We will focus on the use of personal web pages and Blackboard, while discussing other options (i.e. Powerpoint, video). While we will discuss techniques, we will also focus on how these technologies can be used in order to create a more effective and student-centered classroom.
Issues that will be discussed include:
- How to create, maintain, and utilize a discussion board in Blackboard.
- How to give quizzes and surveys in Blackboard.
- How to use the Blackboard gradebook.
- How to change the visual appearance of the Blackboard interface.
- How to develop an effective design for a faculty web page.
- How to use web pages to better communicate with both students and colleagues outside the university.
- How to set up and use Macromedia Dreamweaver in one's own office.
Given that Blackboard and a web site may accomplish some similar functions, this learning circle will be an ideal forum for discussing the advantages and disadvantages of each technology.

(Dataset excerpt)
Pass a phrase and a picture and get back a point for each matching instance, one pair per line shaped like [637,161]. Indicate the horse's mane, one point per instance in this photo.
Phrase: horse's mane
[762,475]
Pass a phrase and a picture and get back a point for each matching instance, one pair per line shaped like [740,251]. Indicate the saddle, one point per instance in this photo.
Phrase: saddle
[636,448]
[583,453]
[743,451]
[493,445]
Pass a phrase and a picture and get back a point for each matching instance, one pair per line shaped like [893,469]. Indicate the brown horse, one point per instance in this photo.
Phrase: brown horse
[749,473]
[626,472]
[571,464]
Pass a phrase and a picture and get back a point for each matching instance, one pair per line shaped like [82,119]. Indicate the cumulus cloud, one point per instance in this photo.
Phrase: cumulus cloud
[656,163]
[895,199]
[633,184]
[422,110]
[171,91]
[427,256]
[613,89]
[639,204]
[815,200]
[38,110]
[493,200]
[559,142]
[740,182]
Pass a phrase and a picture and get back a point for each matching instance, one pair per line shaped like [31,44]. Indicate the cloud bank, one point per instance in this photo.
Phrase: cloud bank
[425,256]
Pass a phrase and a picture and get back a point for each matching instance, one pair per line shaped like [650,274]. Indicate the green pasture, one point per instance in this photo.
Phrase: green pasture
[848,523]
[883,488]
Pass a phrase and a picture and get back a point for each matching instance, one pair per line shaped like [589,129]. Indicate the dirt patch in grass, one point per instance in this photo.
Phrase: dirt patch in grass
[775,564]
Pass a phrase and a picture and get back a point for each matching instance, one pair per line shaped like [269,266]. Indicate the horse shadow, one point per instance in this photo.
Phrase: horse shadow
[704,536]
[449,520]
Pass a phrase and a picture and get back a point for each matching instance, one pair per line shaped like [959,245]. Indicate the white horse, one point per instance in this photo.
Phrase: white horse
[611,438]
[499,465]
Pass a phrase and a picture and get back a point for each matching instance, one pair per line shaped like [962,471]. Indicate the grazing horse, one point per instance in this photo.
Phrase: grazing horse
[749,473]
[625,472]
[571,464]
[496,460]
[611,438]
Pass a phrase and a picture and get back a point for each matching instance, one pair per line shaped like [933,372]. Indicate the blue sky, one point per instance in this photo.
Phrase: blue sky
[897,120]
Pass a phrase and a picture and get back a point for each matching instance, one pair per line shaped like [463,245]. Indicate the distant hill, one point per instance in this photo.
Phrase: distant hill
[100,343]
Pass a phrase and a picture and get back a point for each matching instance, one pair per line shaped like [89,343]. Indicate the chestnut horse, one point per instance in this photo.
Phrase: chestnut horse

(STATED GOAL 1) Update the learning circle description from "Issues that will" through "one's own office.", replacing "Blackboard" with "Canvas".
(STATED GOAL 2) Arrange the records as a Markdown table with columns Row and Line. Start with the line containing "hill, one point per instance in this photo.", go on through the last line of the records, include only those lines, and leave out blank lines.
The text and the records were taken from separate sources.

(EXPECTED ANSWER 1)
Issues that will be discussed include:
- How to create, maintain, and utilize a discussion board in Canvas.
- How to give quizzes and surveys in Canvas.
- How to use the Canvas gradebook.
- How to change the visual appearance of the Canvas interface.
- How to develop an effective design for a faculty web page.
- How to use web pages to better communicate with both students and colleagues outside the university.
- How to set up and use Macromedia Dreamweaver in one's own office.

(EXPECTED ANSWER 2)
| Row | Line |
|---|---|
| 1 | Pass a phrase and a picture and get back a point for each matching instance, one pair per line shaped like [463,245]. Indicate the distant hill, one point per instance in this photo. |
| 2 | Phrase: distant hill |
| 3 | [100,343] |
| 4 | Pass a phrase and a picture and get back a point for each matching instance, one pair per line shaped like [89,343]. Indicate the chestnut horse, one point per instance in this photo. |
| 5 | Phrase: chestnut horse |